Exercise brief – Can you reproduce, character for character, the lines that begin with the one containing "Every instance of the green foliage" and end with the one containing "<point>60,788</point>", including both of those lines?

Data excerpts –
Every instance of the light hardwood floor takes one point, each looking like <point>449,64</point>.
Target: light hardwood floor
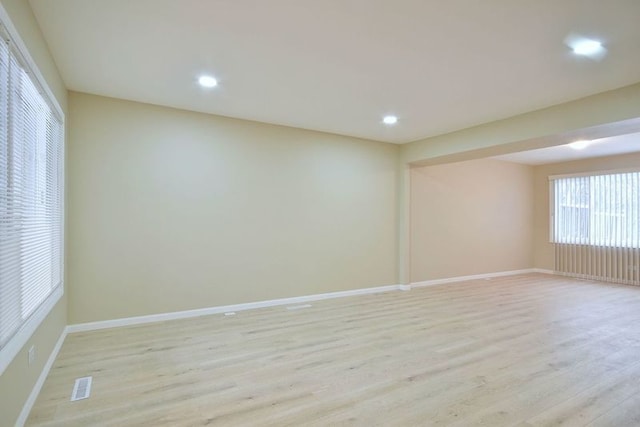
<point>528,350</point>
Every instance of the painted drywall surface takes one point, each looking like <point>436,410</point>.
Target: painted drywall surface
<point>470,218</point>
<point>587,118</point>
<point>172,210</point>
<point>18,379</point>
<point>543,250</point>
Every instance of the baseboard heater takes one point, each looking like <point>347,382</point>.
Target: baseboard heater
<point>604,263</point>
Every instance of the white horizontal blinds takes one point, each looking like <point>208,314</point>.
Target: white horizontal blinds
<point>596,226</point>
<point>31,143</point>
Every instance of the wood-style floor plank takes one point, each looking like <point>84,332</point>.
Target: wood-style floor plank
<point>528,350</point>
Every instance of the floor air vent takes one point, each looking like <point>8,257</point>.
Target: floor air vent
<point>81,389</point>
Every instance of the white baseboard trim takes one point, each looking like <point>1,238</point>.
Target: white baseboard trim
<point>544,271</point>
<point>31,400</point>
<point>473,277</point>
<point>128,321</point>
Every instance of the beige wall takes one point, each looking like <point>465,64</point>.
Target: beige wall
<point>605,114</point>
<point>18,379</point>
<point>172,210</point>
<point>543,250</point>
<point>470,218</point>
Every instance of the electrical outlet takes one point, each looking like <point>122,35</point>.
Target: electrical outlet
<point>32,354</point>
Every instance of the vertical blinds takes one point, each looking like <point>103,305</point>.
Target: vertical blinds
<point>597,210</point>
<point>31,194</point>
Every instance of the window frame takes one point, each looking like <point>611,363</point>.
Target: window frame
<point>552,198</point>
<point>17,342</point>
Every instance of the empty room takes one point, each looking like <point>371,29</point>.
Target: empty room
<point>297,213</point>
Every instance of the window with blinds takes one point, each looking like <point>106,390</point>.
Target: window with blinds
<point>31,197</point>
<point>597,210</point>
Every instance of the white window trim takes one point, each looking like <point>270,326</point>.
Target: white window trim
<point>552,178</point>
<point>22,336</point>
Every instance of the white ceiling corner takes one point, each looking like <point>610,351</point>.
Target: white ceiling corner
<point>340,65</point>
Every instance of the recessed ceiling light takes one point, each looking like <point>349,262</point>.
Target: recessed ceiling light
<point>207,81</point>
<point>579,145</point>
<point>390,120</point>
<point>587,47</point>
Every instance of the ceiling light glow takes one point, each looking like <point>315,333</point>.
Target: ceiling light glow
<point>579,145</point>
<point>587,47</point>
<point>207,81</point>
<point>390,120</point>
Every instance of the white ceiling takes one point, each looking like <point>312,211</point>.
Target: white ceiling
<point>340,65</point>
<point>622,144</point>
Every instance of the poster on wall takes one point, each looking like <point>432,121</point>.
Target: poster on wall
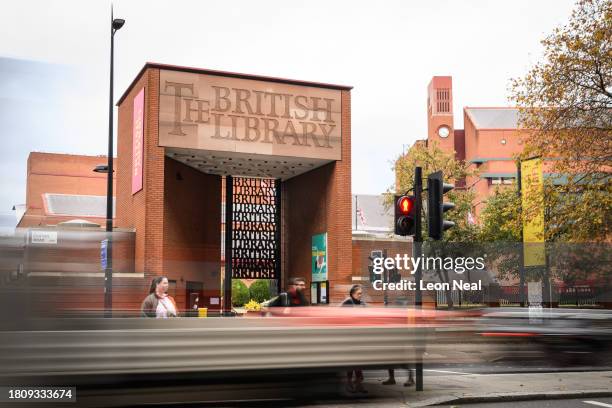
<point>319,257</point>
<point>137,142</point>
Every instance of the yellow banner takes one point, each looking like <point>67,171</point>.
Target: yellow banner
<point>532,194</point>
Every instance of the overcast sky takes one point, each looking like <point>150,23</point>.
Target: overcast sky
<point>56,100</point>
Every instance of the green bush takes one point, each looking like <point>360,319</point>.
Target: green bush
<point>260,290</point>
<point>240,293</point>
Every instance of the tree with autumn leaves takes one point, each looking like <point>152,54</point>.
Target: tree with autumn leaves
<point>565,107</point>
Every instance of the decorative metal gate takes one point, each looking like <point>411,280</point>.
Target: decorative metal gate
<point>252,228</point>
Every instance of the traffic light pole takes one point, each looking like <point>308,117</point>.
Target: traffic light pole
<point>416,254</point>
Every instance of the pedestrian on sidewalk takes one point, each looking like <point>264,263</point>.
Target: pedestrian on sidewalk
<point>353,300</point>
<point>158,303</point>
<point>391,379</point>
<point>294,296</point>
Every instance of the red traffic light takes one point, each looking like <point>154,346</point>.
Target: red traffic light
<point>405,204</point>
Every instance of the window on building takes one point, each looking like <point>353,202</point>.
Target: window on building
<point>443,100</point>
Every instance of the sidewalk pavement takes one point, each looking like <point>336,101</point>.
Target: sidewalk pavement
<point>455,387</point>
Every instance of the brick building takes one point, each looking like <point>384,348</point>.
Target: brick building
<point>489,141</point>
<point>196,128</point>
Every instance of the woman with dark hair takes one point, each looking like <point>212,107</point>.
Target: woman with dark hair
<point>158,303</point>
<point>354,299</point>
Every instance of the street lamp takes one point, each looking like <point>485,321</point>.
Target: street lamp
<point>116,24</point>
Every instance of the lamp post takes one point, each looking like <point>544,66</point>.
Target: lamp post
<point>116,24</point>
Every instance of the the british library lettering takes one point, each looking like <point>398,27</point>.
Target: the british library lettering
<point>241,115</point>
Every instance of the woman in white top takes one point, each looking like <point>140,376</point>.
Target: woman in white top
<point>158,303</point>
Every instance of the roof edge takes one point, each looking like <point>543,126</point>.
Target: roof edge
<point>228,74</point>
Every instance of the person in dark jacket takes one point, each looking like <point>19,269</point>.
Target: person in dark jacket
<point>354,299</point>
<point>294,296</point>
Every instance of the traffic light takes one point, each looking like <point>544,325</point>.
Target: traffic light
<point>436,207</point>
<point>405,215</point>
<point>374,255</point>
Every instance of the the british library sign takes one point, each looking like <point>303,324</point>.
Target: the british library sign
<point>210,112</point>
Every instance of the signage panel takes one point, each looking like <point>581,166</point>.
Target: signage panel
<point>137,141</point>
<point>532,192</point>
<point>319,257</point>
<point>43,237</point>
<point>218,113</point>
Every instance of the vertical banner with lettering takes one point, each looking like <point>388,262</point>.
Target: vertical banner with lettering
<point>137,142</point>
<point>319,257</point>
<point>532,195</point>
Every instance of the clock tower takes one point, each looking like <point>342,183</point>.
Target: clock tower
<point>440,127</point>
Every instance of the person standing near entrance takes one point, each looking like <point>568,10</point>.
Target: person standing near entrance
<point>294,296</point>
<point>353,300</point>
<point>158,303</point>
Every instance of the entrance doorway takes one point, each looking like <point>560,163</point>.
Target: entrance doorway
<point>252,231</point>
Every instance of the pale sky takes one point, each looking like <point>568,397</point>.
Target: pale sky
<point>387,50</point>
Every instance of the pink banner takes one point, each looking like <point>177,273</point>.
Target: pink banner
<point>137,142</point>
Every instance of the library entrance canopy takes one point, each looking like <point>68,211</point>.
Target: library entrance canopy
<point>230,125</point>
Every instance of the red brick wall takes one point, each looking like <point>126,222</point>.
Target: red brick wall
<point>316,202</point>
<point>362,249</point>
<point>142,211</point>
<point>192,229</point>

...

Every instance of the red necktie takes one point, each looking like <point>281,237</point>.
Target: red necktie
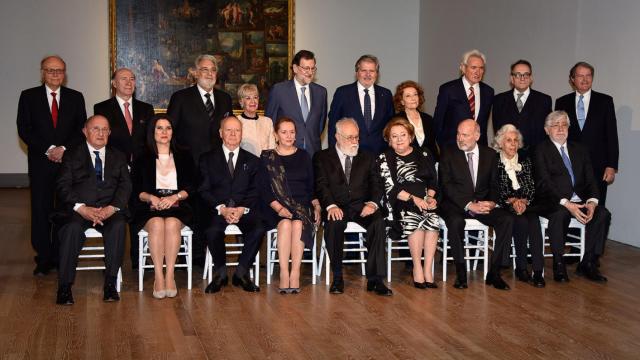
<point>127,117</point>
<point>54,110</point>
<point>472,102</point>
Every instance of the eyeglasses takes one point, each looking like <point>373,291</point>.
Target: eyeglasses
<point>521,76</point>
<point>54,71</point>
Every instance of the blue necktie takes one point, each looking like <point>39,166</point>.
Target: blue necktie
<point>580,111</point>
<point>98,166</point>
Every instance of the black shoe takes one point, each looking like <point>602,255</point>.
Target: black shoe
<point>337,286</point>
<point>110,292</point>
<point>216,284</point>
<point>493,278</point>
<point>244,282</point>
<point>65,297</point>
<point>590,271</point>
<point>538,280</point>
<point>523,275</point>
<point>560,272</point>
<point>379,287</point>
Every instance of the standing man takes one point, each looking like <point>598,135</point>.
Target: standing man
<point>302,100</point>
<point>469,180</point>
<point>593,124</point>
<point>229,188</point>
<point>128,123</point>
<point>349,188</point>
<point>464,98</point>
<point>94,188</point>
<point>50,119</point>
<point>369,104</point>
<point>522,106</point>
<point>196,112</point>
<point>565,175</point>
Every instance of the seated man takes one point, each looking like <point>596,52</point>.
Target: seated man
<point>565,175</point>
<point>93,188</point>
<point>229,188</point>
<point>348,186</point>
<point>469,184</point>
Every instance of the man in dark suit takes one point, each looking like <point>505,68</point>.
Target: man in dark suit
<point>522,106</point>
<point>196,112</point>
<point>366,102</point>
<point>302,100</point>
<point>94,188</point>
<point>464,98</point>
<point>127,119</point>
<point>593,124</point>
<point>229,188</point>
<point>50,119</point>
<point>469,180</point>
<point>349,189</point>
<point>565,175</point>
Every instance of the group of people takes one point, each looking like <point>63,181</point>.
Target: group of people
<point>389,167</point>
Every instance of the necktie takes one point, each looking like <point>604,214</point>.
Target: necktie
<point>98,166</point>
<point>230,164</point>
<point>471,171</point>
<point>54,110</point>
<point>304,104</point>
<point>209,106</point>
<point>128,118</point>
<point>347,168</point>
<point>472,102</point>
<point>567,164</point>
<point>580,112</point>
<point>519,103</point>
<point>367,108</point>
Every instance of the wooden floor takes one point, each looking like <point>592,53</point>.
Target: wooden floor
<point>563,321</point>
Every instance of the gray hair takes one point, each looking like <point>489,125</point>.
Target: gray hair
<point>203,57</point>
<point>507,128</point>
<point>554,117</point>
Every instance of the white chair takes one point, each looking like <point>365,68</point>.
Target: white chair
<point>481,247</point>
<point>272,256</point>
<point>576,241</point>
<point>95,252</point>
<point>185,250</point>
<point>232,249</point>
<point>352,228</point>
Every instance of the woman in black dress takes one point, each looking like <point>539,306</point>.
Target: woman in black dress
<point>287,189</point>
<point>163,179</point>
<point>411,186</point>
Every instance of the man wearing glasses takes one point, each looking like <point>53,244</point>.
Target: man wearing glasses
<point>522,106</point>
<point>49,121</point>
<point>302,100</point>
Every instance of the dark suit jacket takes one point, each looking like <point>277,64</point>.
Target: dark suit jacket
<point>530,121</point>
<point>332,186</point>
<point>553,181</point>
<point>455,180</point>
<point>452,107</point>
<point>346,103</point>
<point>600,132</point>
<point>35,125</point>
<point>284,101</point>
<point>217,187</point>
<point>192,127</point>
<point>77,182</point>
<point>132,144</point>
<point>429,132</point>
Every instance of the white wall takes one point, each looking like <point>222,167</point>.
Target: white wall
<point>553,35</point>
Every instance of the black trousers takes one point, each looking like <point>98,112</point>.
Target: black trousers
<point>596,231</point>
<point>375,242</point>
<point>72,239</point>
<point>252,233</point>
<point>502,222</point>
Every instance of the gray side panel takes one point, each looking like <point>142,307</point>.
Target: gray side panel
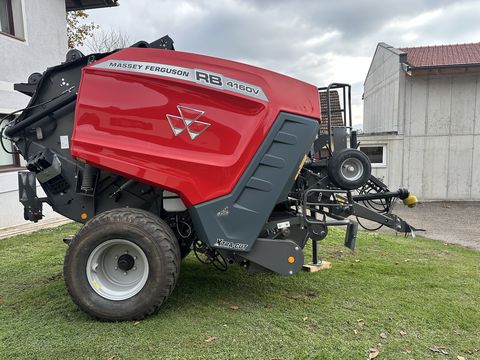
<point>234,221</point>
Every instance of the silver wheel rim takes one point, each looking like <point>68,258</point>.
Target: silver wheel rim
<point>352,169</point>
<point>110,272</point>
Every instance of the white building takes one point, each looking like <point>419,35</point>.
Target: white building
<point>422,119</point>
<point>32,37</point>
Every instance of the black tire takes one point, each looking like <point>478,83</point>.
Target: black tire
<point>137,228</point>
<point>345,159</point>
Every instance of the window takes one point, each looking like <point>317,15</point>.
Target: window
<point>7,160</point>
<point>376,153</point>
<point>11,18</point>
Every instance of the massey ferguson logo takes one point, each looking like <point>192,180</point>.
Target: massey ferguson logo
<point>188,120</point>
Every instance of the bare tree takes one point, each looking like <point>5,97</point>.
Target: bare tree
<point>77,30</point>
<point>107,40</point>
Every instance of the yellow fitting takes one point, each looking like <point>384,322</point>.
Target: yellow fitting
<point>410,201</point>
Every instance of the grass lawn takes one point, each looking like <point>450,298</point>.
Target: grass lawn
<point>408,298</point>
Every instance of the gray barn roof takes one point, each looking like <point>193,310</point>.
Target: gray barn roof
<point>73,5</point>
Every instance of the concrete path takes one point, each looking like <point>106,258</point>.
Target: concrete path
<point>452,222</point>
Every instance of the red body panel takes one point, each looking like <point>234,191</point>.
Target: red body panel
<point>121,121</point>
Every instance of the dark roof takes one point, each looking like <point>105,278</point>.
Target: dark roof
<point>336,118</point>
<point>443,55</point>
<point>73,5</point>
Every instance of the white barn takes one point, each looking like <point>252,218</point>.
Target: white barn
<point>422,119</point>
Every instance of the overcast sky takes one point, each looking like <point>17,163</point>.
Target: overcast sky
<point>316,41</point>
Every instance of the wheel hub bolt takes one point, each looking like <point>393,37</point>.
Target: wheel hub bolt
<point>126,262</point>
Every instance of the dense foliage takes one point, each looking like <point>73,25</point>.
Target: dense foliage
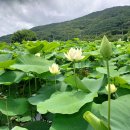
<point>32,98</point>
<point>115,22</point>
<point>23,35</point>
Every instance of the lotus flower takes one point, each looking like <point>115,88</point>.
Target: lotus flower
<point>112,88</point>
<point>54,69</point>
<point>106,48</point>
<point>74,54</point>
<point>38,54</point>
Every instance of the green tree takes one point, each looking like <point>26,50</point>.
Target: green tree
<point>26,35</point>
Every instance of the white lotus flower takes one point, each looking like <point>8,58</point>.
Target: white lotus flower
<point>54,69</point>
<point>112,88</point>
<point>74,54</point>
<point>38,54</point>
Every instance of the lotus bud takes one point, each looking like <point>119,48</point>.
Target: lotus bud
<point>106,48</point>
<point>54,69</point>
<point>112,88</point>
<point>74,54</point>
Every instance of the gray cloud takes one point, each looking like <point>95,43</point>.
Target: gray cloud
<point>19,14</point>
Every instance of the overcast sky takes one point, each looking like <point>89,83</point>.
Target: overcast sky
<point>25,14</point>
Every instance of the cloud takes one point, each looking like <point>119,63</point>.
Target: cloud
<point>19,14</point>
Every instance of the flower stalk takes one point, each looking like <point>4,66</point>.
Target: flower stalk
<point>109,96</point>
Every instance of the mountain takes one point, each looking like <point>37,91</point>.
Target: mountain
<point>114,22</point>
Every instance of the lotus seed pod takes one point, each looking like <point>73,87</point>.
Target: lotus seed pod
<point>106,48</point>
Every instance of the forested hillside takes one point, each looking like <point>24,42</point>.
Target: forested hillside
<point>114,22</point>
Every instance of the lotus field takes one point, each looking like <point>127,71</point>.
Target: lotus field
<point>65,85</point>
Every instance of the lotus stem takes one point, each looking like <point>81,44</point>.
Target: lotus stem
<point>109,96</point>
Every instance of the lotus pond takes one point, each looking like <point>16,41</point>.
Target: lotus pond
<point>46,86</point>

...

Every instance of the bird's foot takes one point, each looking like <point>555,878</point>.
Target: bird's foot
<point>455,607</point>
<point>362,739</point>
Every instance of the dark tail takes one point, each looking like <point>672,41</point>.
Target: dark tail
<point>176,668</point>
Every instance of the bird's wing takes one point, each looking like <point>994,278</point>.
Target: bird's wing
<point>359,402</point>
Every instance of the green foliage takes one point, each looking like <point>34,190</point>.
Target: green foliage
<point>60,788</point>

Solution –
Every instance of the green foliage takes one point, each looking like <point>34,190</point>.
Target: green foliage
<point>60,788</point>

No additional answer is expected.